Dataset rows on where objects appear
·····
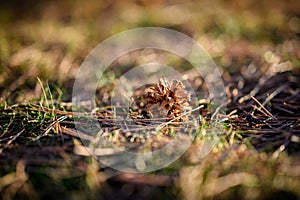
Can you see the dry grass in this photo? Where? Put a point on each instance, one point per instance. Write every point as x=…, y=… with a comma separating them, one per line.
x=257, y=49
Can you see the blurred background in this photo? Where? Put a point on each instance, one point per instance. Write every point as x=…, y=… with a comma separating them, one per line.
x=247, y=39
x=49, y=39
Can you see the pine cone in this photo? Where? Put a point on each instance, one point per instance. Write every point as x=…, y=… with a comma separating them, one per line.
x=169, y=97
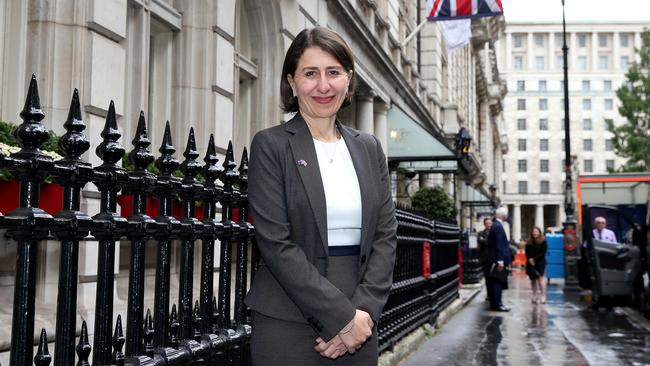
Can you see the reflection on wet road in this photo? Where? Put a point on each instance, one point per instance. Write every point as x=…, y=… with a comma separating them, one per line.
x=562, y=332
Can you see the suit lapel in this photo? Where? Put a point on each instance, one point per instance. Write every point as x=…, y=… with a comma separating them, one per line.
x=361, y=162
x=304, y=156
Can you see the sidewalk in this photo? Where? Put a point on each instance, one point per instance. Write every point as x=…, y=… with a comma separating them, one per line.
x=413, y=341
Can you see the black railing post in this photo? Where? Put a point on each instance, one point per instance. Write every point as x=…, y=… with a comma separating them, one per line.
x=72, y=225
x=140, y=184
x=109, y=226
x=166, y=184
x=28, y=223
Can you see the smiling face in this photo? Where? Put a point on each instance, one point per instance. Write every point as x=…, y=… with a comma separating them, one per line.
x=320, y=83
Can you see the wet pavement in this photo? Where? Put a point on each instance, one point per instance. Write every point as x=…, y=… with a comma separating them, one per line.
x=564, y=331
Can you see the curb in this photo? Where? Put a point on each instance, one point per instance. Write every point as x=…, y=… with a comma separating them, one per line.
x=409, y=344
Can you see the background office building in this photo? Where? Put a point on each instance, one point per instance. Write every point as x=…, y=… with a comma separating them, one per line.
x=531, y=54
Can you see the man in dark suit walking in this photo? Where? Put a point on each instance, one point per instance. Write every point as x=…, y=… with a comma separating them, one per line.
x=498, y=258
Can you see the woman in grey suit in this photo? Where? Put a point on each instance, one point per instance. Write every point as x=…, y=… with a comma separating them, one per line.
x=324, y=219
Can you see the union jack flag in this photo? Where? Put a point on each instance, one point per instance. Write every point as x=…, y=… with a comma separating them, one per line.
x=456, y=9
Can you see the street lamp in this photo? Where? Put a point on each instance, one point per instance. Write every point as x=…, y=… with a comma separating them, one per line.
x=570, y=238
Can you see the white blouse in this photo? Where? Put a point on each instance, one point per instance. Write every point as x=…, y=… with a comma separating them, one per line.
x=342, y=193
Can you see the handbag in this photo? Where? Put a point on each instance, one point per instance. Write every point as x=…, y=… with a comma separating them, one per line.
x=501, y=276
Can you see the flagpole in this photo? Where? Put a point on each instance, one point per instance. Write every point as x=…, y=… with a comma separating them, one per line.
x=416, y=31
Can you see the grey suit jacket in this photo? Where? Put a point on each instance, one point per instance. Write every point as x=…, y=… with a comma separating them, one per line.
x=287, y=201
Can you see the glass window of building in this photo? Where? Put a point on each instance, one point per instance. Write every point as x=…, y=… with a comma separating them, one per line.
x=518, y=63
x=543, y=104
x=543, y=145
x=624, y=40
x=543, y=166
x=522, y=166
x=543, y=124
x=544, y=187
x=603, y=62
x=521, y=85
x=582, y=62
x=582, y=40
x=602, y=40
x=607, y=85
x=521, y=144
x=521, y=104
x=522, y=187
x=521, y=124
x=625, y=62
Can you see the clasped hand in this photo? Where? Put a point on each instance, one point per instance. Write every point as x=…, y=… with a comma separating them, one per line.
x=349, y=339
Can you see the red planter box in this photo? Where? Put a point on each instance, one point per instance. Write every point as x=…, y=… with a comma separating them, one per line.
x=51, y=199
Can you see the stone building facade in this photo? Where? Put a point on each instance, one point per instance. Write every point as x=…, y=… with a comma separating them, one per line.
x=531, y=53
x=215, y=65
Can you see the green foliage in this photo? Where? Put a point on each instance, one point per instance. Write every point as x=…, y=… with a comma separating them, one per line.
x=631, y=139
x=434, y=202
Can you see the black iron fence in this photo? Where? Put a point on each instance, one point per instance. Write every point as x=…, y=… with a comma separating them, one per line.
x=196, y=330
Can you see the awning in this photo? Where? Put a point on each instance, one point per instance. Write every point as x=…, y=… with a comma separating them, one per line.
x=470, y=196
x=414, y=147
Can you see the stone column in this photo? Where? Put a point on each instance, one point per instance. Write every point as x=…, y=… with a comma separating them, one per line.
x=365, y=113
x=539, y=217
x=516, y=222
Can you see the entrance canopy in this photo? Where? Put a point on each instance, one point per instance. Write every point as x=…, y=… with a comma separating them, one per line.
x=414, y=147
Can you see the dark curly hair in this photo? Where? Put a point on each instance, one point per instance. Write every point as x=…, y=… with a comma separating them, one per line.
x=325, y=39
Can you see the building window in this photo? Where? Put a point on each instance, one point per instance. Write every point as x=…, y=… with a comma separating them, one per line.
x=625, y=62
x=521, y=85
x=603, y=62
x=543, y=166
x=521, y=124
x=607, y=85
x=582, y=62
x=543, y=124
x=523, y=187
x=522, y=166
x=543, y=145
x=625, y=41
x=602, y=40
x=582, y=40
x=521, y=104
x=544, y=187
x=521, y=144
x=519, y=63
x=543, y=104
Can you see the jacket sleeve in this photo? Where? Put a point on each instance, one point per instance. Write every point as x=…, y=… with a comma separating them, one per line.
x=323, y=305
x=374, y=286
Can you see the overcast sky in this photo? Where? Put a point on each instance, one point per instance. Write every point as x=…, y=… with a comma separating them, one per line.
x=577, y=10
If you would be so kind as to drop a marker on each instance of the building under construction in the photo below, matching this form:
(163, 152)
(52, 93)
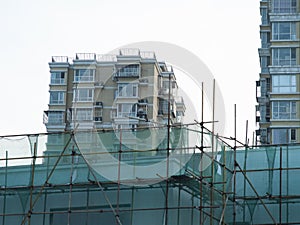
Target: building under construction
(207, 181)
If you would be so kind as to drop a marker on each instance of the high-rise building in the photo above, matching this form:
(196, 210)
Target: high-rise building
(278, 88)
(128, 90)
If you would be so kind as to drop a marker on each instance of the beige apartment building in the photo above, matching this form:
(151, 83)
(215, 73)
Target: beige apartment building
(278, 88)
(129, 90)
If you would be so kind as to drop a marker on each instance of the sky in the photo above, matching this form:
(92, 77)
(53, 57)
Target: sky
(223, 34)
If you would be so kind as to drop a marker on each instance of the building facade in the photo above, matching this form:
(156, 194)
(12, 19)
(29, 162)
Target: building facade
(128, 90)
(278, 88)
(122, 93)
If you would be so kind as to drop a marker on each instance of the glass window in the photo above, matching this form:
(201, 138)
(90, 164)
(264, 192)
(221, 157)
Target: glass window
(284, 56)
(83, 114)
(284, 31)
(84, 75)
(284, 136)
(283, 110)
(293, 134)
(57, 78)
(57, 97)
(129, 71)
(83, 95)
(127, 90)
(264, 15)
(284, 6)
(55, 117)
(127, 110)
(284, 84)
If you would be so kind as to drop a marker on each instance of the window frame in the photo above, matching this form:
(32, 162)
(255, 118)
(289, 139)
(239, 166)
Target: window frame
(57, 77)
(57, 100)
(127, 111)
(56, 118)
(281, 58)
(83, 114)
(284, 6)
(284, 112)
(78, 96)
(278, 32)
(127, 90)
(131, 70)
(84, 75)
(278, 85)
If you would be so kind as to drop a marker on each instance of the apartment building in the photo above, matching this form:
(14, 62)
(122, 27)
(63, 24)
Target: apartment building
(278, 88)
(127, 91)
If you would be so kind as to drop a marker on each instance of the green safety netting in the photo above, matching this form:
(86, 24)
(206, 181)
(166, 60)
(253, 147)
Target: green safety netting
(146, 176)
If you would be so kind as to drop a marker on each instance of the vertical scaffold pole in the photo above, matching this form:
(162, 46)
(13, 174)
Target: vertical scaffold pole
(4, 200)
(212, 156)
(201, 158)
(29, 213)
(280, 187)
(234, 169)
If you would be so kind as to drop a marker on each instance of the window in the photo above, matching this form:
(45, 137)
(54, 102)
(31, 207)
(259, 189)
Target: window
(284, 110)
(84, 75)
(284, 136)
(293, 134)
(57, 78)
(284, 6)
(265, 39)
(127, 90)
(264, 63)
(284, 84)
(83, 114)
(264, 16)
(129, 71)
(98, 115)
(284, 56)
(127, 110)
(57, 97)
(163, 106)
(83, 95)
(55, 118)
(284, 31)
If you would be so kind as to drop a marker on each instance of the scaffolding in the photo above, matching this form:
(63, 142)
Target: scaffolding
(209, 181)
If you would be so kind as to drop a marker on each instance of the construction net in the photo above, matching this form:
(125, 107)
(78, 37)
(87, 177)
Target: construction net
(167, 175)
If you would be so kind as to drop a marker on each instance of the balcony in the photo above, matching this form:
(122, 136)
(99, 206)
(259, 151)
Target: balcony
(264, 52)
(284, 69)
(143, 81)
(98, 119)
(127, 71)
(263, 99)
(143, 102)
(163, 91)
(98, 105)
(99, 84)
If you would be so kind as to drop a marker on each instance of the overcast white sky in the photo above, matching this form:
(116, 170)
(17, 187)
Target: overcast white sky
(223, 34)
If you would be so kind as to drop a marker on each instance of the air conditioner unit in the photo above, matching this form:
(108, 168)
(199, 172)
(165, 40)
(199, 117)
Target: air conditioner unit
(98, 119)
(99, 104)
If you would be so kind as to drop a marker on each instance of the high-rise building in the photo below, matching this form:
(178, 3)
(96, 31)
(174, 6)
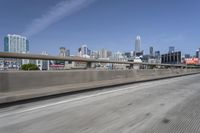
·····
EXERCISE DETAILS: Format the records as a Markdown table with the columns Row and Line, from the line containing "the window in" through the end of the records, inclusive. Number each line in order, skip blank lines, and leave the pictures out.

ANSWER BELOW:
| Row | Line |
|---|---|
| 1 | If you would be so kind as to drop a marker on each instance of the window in the photo above, matching this form: |
| 2 | (45, 137) |
| 3 | (54, 102) |
| 4 | (31, 207) |
| 5 | (259, 189) |
| 6 | Target: window |
| 7 | (284, 110) |
| 8 | (84, 75) |
| 9 | (284, 136) |
| 10 | (293, 134) |
| 11 | (57, 78) |
| 12 | (284, 6) |
| 13 | (265, 39) |
| 14 | (127, 90) |
| 15 | (264, 63) |
| 16 | (284, 84) |
| 17 | (83, 114) |
| 18 | (264, 16) |
| 19 | (129, 71) |
| 20 | (98, 115) |
| 21 | (284, 56) |
| 22 | (127, 110) |
| 23 | (57, 97) |
| 24 | (163, 106) |
| 25 | (83, 95) |
| 26 | (55, 118) |
| 27 | (284, 31) |
| 28 | If you would be so kind as to drop a marker on each instance of the scaffolding in the photo above, matching this form: |
| 29 | (63, 142) |
| 30 | Target: scaffolding |
| 31 | (209, 181) |
| 32 | If you would be so kind as to drop a marker on each instance of the construction net in the photo above, matching this form: |
| 33 | (125, 107) |
| 34 | (78, 37) |
| 35 | (87, 177) |
| 36 | Target: construction net |
| 37 | (167, 175) |
| 38 | If you would be so kind as to drop a marker on each instance of the balcony in the photo above, matching this form: |
| 39 | (122, 136) |
| 40 | (99, 206) |
| 41 | (259, 151) |
| 42 | Target: balcony |
| 43 | (264, 52) |
| 44 | (284, 69) |
| 45 | (143, 81) |
| 46 | (98, 119) |
| 47 | (127, 71) |
| 48 | (263, 99) |
| 49 | (143, 102) |
| 50 | (163, 91) |
| 51 | (98, 105) |
| 52 | (99, 84) |
| 53 | If you would be so kind as to drop a marker on each instance of the overcast white sky in the photo above, matching this form: |
| 54 | (116, 170) |
| 55 | (17, 187) |
| 56 | Target: overcast white sky |
| 57 | (223, 34) |
| 58 | If you would be so kind as to drop a marker on each instance of the air conditioner unit in the photo above, matching this form: |
| 59 | (108, 168) |
| 60 | (199, 172) |
| 61 | (165, 40) |
| 62 | (199, 117) |
| 63 | Target: air conditioner unit |
| 64 | (98, 119) |
| 65 | (99, 104) |
| 66 | If you would be so kind as to drop a marker on each instance of the high-rise building in the photo below, matching this form: |
| 67 | (178, 3) |
| 68 | (96, 31) |
| 69 | (174, 6) |